Exercice court: Résume en deux phrases le texte sur le cœur mangé.

Extrait du texte:
==*==

Cœur mangé

Cœur mangé

 

VIII, 25

 

2048-2049

 

Coeur de l'amour ouvert d'amour fertive

Dans le ruisseau fera ravir la Dame :

Le demy mal contrefera lassive,

Le pere à deux privera corps de l'ame.

 

Le mot ‘fertive’, ne serait pas ‘furtif (secret, clandestin)’, mais ‘sertive’, les lettres ‘f’ et ‘s’ dans les Prophéties de Nostradamus de temps à autre échangeables. ‘Sertif’ (‘sertive’ au féminin pour rimer avec ‘lassive (= lascive)’) est de ‘serte’: «s.f., service, service féodal» (Godefroy). Donc, «amour sertive» signifiant «l’amour servant» (donmichel.blog132.fc2.com).

 

"Coeur"

 

Le thème du «coeur arraché» nous amène nécessairement au corpus des textes du «coeur mangé», et par la logique des choses, et par le lien des motifs qui y apparaisssent. C'est la Vida de Guilhem de Cabestanh qui en donne la première version connue dans la littérature française du Moyen Âge (Bec, vol. I, p. 42-45). Un mari jaloux tue l'amant de sa femme. Il lui arrache le coeur, le fait manger à son épouse puis lui révèle ce qu'était en réalité ce mets qu'elle a trouvé délicieux. La femme horrifiée et désespérée refuse désormais de manger et comme son mari la menace de son épée, elle court au balcon de la salle, se jette dans le vide et meurt. En punition de ce crime, le roi d'Aragon, suzerain du mari, le jette en prison, lui enlève toutes ses possessions, y compris les châteaux qu'il fait détruire. Puis il fait mettre le corps des deux amants dans un même tombeau sur lequel il fait graver l'histoire de leur fin tragique. Enfin, il ordonne de célébrer chaque année l'anniversaire de leur mort dans le comté de Roussillon. [...]

 

La mémoire symbolique a fonctionné dans les structurations de l'imaginaire courtois en place, et les motifs de mépris, d'ingestion, de conservation (tombeau et inscription), de célébration, se sont répétés en s'y ajustant. Pourtant, en dernière analyse, ce sont toujours les valeurs fondamentales de fidélité et d'honneur que le texte nous engage à retenir. Et à travers elles, la fidélité à l'instance d'ordre - le roi - qui a déterminé l'objet de mémoire à l'attention de ses sujets, et maintient l'ordonnance de la justice par le châtiment du traître. La conservation ressort donc d'un choix qui n'est jamais complètement détaché de l'autorité qui la permet. Les autres versions du «coeur arraché et/ou mangé», à travers genres et siècles, fonctionnent suivant le même mécanisme et reprennent les mêmes motifs. Tous les traîtres jettent à la face de la femme le coeur de son amant dans un geste de pouvoir et de dérision, qui rappelle celui du héros épique affirmant sa force et son mépris devant l'adversaire : le mari de la dame de Fayel, celui de la duchesse de Roussillon dans le 7e conte de Jeanne Flore, celui de Crisèle chez J. P. Camus, les maris du lai d'Ignauré et le père de Sigismonde. […]

 

Nous rangeons dans le corpus de base les textes suivants : Jakemes, le Roman du castelain de Court et de la dame de Fayel (fin XIIIe siècle) ; le Compte septiesme dans les Contes amoureux de Jeanne Flore (1530-40) ; le Coeur mangé de J. P. Camus (1630) ; le Lai d'Ignauré (début XIIIe siècle). L'histoire de Sigismonde, fille du prince de Salerne, dans la Cité des dames (1405) de Christine de Pizan vient, à notre avis, graviter dans l'orbite de ces récits, justement par les motifs que nous soulignons. Le cas de Sigismonde présente des variantes puisque, d'une part, c'est son père qui tue l'amant, d'autre part le coeur n'est pas ingéré directement. Cependant, lorsque Sigismonde prend le poison qui va la tuer, elle le verse dans le hanap qui contient le coeur et le boit directement à partir de ce récipient. Christine reprend une histoire racontée dans le Décaméron de Boccace (4e jour, 1re histoire). Le septième conte de Jeanne Flore s'y retrouve aussi (4e jour, 9e histoire). […]

 

Tous les cœurs font l'objet d'une conservation, quasiment apparentée à un culte, et qui se reflète dans l'image du tombeau où les amants, et ce qu'ils représentent, sont glorifiés pour leur amour et leur fidélité (Françoise Denis, Cœur arraché / Cœur mangé : modulations, Études littéraires n° 31 (1), 1998  - www.erudit.org).

==*==

Données extraites:
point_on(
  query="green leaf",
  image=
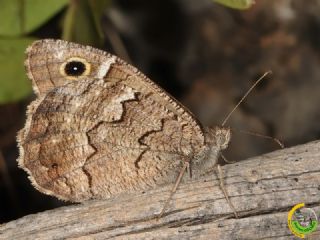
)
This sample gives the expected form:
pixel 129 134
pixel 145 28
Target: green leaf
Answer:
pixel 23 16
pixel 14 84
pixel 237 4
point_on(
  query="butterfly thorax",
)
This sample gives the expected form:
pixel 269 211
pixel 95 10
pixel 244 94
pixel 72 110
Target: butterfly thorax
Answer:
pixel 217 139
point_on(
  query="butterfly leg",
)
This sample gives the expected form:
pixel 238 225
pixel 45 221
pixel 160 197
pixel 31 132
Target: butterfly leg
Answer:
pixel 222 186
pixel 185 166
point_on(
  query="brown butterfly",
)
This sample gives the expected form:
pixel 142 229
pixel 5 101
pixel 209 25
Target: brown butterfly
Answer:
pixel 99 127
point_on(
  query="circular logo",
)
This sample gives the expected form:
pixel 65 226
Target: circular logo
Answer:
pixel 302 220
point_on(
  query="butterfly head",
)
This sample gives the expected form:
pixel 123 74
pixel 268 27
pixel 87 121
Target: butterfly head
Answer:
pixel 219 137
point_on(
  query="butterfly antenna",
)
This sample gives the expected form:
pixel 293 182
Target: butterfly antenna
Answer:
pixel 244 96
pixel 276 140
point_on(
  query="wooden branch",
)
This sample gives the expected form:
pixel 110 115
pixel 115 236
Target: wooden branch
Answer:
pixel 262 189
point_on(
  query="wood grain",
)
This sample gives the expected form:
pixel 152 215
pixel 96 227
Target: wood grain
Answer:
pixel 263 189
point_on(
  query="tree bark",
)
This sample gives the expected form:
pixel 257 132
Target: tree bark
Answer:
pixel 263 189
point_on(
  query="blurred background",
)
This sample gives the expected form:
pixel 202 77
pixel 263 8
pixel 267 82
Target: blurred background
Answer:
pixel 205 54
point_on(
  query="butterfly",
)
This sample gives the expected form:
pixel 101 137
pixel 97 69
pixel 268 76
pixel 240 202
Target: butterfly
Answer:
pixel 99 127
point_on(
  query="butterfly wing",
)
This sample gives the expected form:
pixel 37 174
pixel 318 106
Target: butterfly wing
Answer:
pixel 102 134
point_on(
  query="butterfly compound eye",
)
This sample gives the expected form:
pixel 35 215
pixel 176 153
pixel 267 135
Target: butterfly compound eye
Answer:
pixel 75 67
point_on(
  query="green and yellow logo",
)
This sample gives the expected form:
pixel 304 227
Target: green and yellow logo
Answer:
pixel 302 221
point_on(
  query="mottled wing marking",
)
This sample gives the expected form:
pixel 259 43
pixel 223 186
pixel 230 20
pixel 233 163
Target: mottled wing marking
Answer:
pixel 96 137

==*==

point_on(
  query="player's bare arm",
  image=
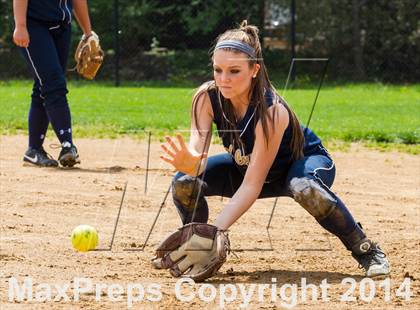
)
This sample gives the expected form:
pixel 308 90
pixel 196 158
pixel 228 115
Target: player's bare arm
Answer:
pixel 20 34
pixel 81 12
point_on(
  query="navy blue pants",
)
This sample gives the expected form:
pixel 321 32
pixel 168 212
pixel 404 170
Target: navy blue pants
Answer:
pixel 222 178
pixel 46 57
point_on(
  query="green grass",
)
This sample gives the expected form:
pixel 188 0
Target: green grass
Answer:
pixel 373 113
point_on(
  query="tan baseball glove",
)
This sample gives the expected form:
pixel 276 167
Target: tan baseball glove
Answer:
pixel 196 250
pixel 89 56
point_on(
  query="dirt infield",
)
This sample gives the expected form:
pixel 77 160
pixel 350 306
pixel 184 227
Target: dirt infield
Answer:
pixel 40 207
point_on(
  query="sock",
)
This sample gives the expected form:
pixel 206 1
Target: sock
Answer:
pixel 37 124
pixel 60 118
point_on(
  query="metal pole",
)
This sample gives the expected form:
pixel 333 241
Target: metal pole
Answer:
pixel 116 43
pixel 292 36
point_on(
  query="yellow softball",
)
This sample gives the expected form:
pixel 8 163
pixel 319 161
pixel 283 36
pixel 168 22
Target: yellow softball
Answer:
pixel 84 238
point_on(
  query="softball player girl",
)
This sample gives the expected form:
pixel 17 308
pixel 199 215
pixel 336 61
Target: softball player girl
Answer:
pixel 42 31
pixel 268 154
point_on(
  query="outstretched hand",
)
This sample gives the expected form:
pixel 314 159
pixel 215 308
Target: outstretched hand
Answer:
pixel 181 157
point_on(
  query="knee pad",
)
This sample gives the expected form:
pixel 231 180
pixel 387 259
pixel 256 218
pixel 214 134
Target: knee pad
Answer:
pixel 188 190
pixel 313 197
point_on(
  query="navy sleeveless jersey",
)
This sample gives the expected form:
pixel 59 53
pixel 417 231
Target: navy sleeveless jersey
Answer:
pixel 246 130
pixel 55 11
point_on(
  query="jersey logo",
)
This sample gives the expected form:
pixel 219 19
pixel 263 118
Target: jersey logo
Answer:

==*==

Solution de l'exercice: Le texte cite le quatrain VIII, 25 et explique que le mot « fertive » s'y lirait « sertive », si bien que « amour sertive » signifierait « l'amour servant ». Il rattache ensuite le thème du cœur arraché au corpus du « cœur mangé », dont la Vida de Guilhem de Cabestanh donne la première version connue, et montre que les autres versions reprennent les mêmes motifs et glorifient les amants pour leur amour et leur fidélité.